◆ Material for this task:
--- Start ---

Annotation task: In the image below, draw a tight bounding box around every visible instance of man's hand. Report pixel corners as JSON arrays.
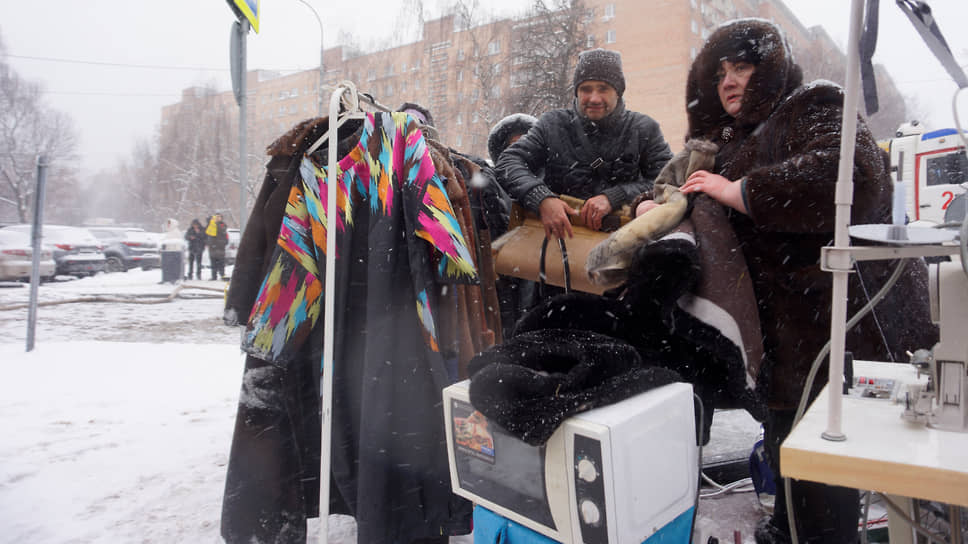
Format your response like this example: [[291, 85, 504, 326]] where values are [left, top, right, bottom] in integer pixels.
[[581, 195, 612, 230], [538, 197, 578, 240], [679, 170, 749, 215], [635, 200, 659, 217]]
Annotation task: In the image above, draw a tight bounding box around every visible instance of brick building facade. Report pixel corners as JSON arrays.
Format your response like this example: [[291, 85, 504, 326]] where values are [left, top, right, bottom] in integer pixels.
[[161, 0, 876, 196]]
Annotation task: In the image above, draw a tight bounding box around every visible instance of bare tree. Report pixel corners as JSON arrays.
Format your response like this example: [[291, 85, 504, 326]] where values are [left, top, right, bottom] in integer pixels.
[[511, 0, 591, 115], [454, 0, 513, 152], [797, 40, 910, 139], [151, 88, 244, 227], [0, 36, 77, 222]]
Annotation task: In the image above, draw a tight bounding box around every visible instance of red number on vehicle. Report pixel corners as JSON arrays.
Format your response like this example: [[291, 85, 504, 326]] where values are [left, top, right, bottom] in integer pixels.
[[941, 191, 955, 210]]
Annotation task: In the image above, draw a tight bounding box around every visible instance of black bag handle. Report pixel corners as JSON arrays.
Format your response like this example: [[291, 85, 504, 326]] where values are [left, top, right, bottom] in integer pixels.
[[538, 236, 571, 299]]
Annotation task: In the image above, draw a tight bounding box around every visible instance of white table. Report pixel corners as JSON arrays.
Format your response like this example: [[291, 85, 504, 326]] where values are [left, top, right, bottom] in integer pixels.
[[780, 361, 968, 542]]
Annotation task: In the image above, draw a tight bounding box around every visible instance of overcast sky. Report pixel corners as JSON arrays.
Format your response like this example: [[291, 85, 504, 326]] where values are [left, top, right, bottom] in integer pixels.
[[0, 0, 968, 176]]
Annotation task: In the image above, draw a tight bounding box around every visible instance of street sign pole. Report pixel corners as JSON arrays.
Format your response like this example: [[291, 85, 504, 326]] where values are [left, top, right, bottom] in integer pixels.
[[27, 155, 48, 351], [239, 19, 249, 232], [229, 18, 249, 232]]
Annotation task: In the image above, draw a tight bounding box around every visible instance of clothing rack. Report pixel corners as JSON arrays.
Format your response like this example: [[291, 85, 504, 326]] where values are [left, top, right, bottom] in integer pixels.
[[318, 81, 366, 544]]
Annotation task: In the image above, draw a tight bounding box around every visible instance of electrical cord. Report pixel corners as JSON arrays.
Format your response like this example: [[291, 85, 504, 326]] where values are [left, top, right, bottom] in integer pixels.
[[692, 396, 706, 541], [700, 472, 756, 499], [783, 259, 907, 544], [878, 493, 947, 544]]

--- End ---

◆ What is being asked:
Which lines of the listing above contain the string "pole"? Copy each such line in full.

◆ Result for this task:
Annotation task: In the image above, draw a tight bounding box around every visible instance of street sign pole. Report pixel corners as JSON arrays.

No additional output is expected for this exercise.